Directions for this task ▸ Can you retype the records below without any changes, from the line containing "Task: set a pin on each instance of the rear tail" through the line containing "point(421, 516)", including both of those lines?

════════

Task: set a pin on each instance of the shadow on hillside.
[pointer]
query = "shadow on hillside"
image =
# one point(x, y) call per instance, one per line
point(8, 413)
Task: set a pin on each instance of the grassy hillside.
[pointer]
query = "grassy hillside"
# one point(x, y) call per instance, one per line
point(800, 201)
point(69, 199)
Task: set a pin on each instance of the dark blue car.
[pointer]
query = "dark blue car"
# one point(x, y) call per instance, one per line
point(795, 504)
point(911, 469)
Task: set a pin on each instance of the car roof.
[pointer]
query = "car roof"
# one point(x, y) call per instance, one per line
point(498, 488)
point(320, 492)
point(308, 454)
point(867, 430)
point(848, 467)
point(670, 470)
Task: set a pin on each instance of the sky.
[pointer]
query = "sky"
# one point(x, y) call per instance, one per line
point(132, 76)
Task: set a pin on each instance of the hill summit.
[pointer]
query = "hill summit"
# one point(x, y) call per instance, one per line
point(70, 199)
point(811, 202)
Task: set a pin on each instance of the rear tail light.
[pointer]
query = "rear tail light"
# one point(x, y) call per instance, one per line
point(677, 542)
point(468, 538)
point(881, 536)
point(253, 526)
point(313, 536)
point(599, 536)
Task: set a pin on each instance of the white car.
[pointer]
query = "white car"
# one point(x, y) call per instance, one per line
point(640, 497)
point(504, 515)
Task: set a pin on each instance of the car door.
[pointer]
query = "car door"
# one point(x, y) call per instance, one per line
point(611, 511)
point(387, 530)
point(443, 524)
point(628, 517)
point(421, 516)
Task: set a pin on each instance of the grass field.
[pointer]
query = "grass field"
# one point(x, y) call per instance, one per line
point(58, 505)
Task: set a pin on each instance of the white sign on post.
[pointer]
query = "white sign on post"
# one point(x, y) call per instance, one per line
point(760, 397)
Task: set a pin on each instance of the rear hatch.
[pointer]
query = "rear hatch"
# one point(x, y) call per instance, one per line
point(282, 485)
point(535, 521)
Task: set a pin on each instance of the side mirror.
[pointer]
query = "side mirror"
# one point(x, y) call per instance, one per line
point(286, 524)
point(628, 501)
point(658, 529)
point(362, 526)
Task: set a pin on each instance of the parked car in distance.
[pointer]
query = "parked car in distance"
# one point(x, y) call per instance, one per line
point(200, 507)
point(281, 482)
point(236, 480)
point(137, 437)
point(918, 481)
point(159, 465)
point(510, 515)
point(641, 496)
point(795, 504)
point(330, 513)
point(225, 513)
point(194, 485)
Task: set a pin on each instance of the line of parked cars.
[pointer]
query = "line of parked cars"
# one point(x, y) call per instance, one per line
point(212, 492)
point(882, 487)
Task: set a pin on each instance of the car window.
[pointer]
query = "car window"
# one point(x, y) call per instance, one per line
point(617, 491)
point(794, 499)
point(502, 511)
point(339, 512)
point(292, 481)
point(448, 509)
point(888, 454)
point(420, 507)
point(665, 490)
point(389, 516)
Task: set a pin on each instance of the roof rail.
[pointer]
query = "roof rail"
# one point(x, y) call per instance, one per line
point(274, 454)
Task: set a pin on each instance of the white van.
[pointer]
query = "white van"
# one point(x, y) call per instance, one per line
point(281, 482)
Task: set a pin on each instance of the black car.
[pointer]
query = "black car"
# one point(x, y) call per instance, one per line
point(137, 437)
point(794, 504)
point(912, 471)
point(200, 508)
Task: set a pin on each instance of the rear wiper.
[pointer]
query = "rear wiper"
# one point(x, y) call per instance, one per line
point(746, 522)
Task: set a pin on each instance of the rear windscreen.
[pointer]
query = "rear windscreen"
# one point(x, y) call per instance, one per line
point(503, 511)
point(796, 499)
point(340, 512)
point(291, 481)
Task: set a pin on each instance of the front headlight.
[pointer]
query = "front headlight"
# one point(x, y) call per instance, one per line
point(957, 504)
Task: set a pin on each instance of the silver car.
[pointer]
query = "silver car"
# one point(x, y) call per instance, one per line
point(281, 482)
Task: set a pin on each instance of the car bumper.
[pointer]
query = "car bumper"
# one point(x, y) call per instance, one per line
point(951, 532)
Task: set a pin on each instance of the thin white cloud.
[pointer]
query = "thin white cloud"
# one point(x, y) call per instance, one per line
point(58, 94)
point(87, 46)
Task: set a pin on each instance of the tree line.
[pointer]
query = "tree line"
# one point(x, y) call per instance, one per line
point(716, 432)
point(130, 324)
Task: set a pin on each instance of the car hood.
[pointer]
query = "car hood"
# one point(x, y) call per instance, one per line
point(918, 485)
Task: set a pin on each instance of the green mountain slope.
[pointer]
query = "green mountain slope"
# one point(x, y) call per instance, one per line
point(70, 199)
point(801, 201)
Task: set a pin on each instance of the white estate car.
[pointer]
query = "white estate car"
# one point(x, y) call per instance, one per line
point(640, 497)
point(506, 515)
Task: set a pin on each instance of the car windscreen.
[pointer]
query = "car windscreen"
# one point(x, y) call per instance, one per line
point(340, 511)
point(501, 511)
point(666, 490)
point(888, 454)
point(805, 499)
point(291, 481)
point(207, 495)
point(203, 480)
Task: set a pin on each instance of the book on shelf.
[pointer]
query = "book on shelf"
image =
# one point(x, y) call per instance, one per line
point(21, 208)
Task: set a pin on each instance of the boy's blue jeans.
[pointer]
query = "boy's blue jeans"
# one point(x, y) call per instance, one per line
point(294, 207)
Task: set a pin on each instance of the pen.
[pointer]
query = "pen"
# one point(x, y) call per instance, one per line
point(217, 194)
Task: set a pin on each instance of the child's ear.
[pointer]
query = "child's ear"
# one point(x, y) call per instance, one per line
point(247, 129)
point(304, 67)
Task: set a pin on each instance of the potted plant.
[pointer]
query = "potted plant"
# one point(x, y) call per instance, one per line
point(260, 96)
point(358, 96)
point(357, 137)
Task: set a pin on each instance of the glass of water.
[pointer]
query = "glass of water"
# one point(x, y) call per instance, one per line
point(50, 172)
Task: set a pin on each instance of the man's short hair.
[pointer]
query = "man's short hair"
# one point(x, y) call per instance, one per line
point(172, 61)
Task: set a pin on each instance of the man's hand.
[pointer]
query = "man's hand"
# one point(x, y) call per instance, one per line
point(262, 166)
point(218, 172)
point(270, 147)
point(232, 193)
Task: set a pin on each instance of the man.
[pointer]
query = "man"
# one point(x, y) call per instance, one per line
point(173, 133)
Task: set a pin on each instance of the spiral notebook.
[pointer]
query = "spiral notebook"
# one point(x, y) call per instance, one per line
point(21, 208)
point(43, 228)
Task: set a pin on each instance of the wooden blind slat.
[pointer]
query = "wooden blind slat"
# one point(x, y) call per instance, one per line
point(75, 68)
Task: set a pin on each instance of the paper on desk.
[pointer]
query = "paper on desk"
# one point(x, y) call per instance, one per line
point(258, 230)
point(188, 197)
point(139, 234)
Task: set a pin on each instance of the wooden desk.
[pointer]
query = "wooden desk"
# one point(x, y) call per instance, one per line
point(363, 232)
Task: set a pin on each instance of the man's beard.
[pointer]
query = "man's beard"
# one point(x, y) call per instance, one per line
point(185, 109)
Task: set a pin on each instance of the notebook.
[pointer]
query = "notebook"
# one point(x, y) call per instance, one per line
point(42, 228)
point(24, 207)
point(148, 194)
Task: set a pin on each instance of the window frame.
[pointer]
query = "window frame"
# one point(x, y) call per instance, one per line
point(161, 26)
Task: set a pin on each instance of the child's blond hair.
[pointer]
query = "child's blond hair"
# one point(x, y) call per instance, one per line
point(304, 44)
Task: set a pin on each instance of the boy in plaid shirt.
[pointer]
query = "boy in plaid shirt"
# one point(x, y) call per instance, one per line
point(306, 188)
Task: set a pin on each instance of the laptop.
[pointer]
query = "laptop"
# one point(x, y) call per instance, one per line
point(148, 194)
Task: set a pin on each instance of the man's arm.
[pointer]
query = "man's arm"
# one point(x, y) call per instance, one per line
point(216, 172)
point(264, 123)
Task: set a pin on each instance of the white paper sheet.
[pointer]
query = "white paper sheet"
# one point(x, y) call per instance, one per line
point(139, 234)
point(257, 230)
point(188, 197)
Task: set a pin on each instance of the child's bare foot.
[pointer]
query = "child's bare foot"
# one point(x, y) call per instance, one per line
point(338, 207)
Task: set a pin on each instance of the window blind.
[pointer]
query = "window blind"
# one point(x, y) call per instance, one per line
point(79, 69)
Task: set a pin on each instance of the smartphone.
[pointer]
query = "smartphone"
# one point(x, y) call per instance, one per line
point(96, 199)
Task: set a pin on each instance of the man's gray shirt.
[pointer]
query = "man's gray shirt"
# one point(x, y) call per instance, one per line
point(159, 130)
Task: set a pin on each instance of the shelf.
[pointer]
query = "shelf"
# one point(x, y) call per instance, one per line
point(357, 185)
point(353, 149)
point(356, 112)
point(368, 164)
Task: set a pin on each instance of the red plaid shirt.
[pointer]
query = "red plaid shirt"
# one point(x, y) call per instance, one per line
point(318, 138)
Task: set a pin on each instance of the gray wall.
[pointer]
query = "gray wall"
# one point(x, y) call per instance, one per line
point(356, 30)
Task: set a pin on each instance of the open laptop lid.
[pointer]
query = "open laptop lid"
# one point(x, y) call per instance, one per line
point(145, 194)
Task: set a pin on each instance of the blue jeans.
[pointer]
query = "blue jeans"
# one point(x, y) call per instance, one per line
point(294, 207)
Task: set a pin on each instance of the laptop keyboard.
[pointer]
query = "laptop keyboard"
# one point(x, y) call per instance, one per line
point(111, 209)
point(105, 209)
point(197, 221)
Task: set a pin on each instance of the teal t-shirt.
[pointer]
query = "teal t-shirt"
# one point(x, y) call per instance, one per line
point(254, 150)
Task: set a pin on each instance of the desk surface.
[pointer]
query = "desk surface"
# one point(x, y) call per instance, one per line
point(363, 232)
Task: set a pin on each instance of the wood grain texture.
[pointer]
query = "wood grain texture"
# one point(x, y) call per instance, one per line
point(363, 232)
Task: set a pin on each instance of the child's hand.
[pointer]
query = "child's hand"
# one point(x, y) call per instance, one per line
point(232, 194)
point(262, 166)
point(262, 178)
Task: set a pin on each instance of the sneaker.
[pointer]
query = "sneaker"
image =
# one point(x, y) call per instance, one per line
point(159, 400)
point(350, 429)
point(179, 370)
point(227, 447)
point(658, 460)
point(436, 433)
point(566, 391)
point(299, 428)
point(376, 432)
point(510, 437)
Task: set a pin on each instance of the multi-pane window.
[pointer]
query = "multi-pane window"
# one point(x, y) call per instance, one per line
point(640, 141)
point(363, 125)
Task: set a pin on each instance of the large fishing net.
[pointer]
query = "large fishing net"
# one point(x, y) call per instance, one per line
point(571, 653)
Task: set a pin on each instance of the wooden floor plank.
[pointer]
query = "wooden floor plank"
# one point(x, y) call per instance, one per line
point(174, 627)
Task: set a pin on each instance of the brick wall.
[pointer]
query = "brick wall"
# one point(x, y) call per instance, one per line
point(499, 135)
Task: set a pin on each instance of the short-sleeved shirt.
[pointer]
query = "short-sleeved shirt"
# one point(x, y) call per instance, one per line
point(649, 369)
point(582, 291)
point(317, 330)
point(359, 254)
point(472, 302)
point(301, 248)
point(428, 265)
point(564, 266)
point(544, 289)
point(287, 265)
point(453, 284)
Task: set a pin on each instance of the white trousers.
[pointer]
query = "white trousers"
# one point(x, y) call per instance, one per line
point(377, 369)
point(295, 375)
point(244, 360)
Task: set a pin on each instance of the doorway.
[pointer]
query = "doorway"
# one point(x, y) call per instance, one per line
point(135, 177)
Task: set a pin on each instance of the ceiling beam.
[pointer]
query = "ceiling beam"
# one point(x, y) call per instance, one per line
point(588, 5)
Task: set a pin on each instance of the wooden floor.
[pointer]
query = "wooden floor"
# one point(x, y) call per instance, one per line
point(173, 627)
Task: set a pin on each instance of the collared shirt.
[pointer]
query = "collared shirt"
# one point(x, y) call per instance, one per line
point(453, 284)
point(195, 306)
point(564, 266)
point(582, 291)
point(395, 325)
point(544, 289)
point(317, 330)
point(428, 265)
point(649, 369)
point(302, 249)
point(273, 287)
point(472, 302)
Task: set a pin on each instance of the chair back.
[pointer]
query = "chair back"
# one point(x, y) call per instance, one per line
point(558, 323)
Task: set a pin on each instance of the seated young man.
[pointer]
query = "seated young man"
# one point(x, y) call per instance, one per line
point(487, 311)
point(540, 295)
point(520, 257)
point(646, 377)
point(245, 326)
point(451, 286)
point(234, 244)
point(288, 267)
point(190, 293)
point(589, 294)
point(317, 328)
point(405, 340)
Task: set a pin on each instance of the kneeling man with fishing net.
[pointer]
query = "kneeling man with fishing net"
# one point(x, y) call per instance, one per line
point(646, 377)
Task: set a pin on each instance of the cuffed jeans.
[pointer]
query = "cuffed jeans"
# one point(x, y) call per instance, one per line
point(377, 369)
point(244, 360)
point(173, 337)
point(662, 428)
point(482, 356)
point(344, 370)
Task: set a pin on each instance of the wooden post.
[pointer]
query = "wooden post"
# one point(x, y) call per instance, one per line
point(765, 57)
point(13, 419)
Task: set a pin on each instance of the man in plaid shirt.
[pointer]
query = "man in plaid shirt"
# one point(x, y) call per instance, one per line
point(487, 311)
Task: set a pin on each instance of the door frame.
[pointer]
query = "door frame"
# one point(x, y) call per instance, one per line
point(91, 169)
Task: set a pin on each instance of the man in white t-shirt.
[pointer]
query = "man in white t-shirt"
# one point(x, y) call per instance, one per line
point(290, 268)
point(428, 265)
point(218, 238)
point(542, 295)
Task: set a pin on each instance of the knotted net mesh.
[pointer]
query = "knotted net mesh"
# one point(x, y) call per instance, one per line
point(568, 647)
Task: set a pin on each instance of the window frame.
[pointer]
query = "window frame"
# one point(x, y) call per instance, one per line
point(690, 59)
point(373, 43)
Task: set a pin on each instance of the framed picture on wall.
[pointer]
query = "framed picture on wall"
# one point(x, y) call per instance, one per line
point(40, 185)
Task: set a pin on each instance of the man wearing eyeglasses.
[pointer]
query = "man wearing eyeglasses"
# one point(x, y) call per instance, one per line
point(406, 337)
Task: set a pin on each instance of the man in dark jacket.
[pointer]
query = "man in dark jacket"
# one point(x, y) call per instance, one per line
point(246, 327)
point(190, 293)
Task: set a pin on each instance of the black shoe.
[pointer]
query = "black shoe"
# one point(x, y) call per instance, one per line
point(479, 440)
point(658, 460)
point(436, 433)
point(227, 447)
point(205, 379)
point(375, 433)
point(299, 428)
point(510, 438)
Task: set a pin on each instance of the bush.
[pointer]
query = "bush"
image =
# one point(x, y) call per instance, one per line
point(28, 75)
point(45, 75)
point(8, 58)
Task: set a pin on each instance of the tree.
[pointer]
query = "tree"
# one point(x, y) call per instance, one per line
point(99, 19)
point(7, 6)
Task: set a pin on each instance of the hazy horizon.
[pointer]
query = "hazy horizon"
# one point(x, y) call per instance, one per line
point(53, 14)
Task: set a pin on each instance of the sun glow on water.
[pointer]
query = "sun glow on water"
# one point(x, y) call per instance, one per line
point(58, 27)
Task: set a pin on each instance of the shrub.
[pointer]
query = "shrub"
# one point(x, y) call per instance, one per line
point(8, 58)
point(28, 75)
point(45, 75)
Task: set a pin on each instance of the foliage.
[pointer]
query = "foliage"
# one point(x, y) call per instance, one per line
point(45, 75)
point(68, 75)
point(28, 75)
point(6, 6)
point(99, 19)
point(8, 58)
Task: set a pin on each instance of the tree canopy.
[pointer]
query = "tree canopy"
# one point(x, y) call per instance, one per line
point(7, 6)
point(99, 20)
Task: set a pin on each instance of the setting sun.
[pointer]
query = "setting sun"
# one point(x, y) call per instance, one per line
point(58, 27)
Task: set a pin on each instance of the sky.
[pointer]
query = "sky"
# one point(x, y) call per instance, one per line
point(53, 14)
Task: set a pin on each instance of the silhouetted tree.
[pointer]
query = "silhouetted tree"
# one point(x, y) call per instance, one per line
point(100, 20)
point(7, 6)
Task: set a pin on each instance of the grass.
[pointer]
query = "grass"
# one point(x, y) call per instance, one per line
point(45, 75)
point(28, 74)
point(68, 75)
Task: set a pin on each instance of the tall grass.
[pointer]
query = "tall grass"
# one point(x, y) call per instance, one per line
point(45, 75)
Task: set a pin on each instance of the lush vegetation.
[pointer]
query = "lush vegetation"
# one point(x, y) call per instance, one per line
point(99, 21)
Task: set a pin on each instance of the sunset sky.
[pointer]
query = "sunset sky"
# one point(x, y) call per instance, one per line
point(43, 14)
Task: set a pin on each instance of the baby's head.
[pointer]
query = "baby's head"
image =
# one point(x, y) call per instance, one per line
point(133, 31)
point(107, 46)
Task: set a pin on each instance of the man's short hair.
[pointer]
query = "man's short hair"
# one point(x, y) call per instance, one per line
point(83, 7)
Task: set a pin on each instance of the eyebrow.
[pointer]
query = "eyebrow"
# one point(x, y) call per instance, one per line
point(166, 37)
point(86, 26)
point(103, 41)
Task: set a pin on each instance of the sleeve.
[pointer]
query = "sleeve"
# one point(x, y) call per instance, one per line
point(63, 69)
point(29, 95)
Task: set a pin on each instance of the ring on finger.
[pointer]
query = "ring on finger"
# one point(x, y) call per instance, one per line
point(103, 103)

════════

Problem solution ▸
Task: set a pin on each instance of the rear tail light.
[pointer]
query = "rear tail light"
# one point(x, y) call per instance, one per line
point(677, 542)
point(468, 538)
point(881, 536)
point(253, 526)
point(313, 536)
point(599, 536)
Task: set a pin on each instance of the white car.
[pointer]
query = "white car"
# one point(x, y) call per instance, one per line
point(640, 497)
point(504, 515)
Task: set a pin on each instance of the car door.
[pointer]
query = "car door"
# one point(x, y) call per instance, one per line
point(611, 511)
point(387, 530)
point(443, 524)
point(628, 517)
point(421, 516)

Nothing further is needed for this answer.